● **EXERCISE TASK**: Copy word for word the lines from the one containing "of the sloped" through the final line.

-*-

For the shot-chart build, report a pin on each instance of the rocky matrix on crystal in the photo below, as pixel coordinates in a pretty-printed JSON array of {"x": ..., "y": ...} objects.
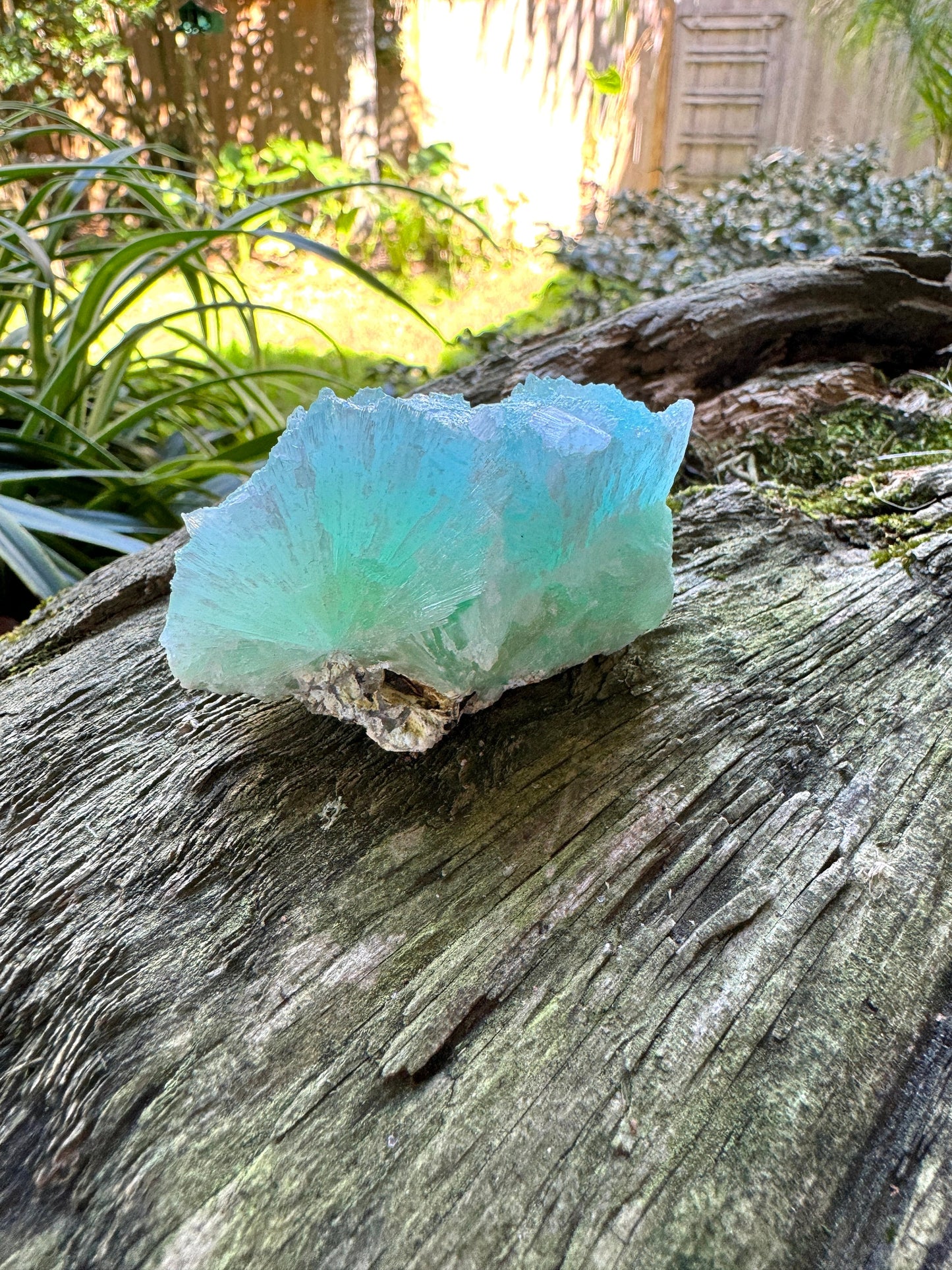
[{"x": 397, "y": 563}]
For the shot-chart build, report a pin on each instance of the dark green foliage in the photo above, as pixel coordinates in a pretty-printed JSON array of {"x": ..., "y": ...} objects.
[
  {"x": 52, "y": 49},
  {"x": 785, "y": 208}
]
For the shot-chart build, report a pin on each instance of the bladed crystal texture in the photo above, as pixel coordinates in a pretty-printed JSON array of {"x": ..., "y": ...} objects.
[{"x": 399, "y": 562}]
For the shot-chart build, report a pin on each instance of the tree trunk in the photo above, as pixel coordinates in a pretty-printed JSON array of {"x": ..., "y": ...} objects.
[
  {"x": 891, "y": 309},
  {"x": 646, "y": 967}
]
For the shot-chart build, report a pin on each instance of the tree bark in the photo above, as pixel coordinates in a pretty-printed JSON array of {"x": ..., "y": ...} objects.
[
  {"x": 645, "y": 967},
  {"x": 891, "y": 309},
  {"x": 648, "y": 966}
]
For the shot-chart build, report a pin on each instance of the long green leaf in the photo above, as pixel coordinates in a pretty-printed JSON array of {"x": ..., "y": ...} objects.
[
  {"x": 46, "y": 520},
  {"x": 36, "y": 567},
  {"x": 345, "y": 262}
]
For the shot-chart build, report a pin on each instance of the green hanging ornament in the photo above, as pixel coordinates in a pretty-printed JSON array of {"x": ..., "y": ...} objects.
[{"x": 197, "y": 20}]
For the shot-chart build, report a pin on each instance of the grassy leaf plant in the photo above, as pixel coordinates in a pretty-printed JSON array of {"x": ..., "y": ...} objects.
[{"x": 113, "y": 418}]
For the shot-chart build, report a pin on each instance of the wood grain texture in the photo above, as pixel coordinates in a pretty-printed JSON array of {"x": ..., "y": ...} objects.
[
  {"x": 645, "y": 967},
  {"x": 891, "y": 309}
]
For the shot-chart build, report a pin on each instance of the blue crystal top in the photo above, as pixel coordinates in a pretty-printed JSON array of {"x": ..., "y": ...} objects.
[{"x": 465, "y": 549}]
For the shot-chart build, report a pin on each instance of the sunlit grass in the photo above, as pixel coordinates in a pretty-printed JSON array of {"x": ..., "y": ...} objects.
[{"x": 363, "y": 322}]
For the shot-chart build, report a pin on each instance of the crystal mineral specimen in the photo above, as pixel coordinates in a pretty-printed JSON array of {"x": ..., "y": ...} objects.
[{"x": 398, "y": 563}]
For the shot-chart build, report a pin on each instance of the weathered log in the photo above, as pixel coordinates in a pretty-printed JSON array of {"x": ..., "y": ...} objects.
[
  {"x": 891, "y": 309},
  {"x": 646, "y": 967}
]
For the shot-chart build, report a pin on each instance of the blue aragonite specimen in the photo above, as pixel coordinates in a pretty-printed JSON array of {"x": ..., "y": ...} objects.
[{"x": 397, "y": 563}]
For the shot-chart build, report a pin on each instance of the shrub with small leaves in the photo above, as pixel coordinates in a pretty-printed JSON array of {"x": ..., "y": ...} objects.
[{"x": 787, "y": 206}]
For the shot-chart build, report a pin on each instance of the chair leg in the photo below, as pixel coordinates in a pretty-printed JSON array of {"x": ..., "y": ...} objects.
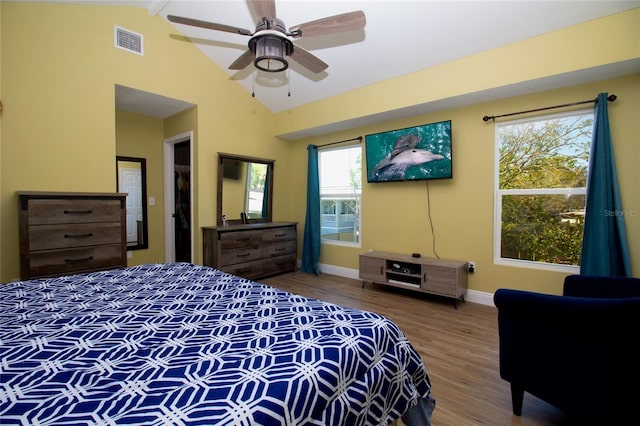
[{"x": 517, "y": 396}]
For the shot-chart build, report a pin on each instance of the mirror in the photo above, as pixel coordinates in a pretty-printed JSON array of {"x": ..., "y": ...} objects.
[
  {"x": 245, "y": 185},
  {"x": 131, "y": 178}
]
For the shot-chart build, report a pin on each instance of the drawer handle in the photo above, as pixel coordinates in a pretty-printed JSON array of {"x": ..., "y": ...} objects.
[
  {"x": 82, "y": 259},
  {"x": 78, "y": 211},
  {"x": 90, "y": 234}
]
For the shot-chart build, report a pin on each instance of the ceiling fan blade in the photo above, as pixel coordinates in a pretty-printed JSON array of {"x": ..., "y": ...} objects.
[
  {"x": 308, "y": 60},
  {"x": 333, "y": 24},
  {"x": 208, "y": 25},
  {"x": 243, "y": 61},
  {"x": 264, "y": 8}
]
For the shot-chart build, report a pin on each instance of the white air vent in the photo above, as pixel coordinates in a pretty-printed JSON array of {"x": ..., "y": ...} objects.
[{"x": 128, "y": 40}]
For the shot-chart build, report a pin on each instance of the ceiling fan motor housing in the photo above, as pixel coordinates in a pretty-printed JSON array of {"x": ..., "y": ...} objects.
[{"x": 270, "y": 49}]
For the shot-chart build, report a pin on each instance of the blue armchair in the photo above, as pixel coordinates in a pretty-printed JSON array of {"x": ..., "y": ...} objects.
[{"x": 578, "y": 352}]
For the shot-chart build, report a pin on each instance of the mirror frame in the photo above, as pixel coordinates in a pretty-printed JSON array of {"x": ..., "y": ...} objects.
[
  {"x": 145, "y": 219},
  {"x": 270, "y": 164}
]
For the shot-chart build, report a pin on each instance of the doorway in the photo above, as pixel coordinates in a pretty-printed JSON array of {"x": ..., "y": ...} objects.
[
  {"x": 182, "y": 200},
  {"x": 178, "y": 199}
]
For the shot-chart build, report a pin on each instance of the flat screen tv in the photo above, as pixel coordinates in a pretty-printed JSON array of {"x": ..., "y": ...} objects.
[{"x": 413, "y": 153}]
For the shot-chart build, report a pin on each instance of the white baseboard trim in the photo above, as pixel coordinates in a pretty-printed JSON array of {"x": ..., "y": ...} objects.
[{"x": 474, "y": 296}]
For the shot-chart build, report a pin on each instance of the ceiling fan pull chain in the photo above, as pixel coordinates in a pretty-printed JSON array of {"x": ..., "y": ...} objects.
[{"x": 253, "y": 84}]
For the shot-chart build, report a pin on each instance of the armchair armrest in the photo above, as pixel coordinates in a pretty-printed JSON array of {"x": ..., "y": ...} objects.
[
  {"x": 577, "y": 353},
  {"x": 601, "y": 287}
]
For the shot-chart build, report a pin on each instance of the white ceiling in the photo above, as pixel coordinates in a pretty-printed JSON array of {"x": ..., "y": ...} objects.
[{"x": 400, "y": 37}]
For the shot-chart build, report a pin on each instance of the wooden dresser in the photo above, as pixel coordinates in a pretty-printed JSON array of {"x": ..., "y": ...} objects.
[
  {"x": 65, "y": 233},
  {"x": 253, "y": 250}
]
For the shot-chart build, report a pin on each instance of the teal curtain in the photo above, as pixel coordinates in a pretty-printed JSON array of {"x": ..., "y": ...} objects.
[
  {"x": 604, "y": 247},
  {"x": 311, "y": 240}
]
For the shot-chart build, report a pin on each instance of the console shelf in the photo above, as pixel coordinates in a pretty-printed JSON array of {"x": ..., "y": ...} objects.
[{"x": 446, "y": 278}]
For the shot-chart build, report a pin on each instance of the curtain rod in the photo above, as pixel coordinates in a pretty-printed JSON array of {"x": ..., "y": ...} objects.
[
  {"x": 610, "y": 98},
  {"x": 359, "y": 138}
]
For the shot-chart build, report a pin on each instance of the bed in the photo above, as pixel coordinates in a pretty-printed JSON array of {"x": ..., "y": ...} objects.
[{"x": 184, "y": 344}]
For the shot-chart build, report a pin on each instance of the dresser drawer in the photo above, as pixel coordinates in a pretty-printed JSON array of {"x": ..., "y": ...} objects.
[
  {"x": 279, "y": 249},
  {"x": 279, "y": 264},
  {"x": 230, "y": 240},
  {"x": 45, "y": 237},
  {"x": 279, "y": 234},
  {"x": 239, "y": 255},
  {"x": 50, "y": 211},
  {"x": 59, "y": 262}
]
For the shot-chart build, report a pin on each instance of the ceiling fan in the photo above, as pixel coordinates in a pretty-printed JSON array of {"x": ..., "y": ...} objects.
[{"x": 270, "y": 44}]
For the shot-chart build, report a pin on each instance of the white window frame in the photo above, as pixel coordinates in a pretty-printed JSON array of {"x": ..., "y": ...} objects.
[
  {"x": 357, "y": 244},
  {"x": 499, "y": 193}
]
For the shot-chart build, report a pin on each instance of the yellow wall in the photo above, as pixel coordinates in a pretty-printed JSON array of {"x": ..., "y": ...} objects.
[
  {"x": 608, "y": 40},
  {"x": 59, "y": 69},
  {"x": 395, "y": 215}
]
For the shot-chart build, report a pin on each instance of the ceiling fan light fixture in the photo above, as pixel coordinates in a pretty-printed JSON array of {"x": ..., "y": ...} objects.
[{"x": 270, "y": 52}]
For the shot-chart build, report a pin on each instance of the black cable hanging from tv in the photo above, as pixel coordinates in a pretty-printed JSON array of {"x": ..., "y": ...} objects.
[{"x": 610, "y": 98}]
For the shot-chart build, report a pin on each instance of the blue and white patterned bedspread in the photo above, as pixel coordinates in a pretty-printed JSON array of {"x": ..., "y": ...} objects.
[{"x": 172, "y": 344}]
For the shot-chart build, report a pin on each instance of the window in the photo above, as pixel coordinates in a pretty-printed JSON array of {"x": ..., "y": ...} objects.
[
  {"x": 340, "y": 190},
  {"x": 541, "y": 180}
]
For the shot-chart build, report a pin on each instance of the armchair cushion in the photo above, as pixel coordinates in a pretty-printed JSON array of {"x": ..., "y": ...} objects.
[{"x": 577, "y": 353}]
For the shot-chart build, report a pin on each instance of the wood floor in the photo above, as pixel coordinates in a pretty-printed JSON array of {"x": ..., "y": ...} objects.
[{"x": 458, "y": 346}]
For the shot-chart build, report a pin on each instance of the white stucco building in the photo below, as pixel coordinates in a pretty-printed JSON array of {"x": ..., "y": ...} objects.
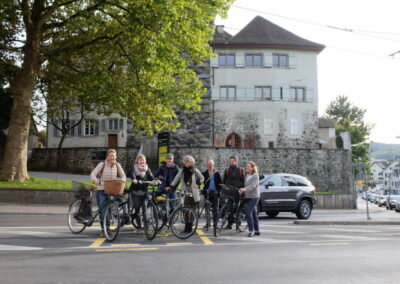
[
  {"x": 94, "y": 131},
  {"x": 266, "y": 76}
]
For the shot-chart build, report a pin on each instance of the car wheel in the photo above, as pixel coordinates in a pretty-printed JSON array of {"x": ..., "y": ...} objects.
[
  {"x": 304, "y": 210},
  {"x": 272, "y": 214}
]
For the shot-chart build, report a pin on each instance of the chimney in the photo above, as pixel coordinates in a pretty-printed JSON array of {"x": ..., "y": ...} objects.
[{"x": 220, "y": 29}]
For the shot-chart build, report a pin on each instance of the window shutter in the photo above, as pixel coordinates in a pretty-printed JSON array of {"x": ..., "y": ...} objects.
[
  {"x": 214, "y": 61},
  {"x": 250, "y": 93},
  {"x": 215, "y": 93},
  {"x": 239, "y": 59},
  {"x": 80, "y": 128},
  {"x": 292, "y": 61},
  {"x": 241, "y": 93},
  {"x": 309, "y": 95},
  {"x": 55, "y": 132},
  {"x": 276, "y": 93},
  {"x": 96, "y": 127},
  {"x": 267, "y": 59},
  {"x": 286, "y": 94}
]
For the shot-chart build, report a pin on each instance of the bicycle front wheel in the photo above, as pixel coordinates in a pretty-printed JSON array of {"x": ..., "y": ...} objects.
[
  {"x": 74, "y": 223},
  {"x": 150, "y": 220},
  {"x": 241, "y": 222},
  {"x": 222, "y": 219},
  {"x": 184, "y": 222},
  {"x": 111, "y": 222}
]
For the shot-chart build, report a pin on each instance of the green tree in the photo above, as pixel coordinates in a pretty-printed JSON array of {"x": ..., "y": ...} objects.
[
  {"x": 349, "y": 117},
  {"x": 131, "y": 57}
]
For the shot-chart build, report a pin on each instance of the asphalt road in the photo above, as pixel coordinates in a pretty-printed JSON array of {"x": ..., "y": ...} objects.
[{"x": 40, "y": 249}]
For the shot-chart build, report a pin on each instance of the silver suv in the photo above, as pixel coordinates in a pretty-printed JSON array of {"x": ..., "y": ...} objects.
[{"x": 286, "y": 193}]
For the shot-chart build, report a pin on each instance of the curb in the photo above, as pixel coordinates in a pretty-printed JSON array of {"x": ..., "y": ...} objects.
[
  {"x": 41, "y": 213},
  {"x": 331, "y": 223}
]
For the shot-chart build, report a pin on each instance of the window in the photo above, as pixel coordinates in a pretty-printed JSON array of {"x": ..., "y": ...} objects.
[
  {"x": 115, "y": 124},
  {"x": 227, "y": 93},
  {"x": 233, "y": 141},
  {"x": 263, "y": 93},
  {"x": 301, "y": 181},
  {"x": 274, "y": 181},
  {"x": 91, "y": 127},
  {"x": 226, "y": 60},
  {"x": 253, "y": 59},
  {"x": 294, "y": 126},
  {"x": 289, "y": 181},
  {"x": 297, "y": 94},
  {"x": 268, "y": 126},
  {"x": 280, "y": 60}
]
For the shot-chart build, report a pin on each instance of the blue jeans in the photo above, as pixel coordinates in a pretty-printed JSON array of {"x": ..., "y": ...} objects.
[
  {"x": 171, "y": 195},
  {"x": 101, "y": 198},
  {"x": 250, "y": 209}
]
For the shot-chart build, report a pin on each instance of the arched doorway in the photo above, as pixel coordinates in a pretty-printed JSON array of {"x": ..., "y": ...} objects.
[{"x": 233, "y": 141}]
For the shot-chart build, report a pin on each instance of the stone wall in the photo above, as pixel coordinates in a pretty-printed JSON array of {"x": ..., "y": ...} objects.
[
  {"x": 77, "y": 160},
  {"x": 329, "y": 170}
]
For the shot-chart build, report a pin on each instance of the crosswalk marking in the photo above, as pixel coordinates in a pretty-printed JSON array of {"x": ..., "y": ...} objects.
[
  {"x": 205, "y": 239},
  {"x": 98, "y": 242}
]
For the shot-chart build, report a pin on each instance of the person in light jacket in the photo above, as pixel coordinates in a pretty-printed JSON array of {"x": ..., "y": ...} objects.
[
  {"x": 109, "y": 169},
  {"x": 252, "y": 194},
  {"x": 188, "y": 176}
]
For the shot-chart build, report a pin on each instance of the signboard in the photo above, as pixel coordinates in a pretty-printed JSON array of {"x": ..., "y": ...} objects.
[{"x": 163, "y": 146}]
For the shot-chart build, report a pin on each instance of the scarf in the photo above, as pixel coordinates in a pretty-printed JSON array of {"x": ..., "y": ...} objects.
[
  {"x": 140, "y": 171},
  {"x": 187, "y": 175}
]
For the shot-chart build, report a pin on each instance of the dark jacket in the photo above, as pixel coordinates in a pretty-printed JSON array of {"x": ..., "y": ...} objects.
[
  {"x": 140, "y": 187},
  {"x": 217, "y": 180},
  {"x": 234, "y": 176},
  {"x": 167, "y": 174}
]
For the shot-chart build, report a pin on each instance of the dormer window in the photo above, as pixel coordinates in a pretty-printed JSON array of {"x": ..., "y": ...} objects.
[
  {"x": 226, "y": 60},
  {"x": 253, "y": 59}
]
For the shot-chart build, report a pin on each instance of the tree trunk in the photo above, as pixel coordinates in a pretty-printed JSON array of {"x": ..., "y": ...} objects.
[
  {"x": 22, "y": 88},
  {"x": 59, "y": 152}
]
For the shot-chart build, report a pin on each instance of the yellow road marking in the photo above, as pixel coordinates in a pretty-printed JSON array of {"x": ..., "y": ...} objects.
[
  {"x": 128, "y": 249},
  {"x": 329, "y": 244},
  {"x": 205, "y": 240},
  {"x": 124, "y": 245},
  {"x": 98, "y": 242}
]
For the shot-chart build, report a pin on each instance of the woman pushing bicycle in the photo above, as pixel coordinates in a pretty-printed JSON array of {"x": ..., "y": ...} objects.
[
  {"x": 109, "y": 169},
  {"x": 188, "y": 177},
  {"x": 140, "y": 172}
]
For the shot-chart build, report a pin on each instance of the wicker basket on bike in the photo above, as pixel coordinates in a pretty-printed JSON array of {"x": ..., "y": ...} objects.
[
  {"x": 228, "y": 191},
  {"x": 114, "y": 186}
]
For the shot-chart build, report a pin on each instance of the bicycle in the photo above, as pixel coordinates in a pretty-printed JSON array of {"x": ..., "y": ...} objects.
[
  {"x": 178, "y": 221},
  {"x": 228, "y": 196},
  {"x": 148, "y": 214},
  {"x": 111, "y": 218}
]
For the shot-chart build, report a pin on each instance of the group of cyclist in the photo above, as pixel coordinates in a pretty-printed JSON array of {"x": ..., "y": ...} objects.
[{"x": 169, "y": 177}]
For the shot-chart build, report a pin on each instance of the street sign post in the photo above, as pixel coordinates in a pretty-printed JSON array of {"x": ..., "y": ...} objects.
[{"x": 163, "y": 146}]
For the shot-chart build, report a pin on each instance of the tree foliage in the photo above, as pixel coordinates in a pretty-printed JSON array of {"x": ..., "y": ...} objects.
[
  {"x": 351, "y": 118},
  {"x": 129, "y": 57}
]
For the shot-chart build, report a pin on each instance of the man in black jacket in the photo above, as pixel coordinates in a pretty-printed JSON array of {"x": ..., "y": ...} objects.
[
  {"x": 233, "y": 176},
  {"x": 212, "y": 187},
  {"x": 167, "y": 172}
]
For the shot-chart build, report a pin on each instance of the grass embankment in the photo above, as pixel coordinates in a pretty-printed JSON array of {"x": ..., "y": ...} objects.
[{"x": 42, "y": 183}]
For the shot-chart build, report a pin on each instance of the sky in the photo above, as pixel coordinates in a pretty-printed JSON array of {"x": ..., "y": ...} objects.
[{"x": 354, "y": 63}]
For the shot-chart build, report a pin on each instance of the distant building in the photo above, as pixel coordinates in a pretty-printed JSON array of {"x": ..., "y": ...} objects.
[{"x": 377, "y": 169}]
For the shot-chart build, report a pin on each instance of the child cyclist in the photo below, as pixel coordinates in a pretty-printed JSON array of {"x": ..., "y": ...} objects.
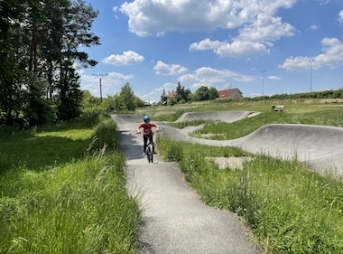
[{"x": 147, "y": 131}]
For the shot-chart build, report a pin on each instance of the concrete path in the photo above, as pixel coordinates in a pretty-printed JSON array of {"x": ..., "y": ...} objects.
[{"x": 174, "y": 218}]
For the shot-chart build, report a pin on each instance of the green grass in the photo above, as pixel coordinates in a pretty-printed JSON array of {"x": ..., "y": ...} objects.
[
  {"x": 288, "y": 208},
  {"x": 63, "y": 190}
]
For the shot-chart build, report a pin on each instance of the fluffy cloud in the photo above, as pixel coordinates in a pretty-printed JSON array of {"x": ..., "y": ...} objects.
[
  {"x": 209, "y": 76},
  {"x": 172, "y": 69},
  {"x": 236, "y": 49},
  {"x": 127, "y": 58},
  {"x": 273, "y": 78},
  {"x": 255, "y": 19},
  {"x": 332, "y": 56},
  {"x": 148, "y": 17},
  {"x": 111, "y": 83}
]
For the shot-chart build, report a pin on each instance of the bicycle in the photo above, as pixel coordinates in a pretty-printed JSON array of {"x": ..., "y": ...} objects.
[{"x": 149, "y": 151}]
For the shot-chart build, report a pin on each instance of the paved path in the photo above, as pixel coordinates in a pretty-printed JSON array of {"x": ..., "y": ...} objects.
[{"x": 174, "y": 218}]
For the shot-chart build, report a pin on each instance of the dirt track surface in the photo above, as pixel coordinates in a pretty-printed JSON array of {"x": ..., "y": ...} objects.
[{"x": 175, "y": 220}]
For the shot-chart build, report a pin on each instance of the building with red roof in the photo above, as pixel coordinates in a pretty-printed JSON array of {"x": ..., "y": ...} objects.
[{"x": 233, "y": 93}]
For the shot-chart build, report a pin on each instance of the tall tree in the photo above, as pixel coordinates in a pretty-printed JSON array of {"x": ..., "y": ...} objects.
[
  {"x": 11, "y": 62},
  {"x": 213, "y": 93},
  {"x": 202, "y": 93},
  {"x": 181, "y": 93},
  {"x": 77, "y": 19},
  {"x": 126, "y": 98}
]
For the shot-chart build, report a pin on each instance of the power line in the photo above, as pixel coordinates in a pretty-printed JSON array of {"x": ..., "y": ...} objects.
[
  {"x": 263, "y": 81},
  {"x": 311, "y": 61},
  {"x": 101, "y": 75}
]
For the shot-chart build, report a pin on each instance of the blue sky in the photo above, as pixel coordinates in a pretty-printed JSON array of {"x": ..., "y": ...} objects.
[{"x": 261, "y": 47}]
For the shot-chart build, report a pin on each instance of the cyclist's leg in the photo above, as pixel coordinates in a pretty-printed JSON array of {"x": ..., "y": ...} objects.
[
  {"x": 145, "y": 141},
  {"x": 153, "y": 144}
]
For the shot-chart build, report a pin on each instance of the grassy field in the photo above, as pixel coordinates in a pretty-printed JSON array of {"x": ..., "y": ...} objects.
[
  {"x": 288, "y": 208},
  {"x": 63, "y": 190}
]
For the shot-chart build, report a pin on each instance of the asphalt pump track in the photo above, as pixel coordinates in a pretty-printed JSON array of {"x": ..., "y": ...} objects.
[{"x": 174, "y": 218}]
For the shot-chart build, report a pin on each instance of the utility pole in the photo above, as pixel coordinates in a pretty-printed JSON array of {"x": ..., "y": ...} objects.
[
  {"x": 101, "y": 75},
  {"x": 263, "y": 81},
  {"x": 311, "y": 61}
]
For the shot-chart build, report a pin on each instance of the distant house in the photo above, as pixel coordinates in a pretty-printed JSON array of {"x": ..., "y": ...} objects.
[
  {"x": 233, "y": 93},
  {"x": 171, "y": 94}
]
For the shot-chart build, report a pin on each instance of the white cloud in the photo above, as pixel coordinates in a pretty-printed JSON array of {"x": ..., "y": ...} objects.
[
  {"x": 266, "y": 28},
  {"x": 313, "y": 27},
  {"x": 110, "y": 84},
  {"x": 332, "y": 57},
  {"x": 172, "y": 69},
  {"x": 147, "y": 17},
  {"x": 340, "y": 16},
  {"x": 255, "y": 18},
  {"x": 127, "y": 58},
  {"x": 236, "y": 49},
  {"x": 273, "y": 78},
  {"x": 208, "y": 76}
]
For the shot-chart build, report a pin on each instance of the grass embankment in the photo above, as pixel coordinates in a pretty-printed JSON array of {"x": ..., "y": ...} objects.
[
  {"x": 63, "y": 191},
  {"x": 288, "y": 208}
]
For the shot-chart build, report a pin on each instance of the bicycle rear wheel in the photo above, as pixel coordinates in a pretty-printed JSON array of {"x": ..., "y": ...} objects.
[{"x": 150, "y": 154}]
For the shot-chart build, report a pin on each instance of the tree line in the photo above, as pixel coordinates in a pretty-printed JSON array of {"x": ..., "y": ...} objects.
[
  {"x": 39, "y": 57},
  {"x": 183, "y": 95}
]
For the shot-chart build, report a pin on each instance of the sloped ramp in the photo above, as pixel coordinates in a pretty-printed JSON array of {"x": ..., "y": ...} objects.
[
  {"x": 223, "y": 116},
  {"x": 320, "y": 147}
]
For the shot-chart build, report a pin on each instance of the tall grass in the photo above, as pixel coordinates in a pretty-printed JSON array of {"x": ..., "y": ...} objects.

-*-

● **IN RESPONSE**:
For the shot-chart build, report a pin on each instance of the sloped ramp in the photo above, as pixel coordinates in a pretty-printed JSON array of {"x": ..., "y": ...} objects.
[
  {"x": 223, "y": 116},
  {"x": 320, "y": 147}
]
For the shot-chart build, report a pin on each instance of the tall grass in the photo above, as pixel coordinates in a pretty-printed JSON array of {"x": ..., "y": ...} objects.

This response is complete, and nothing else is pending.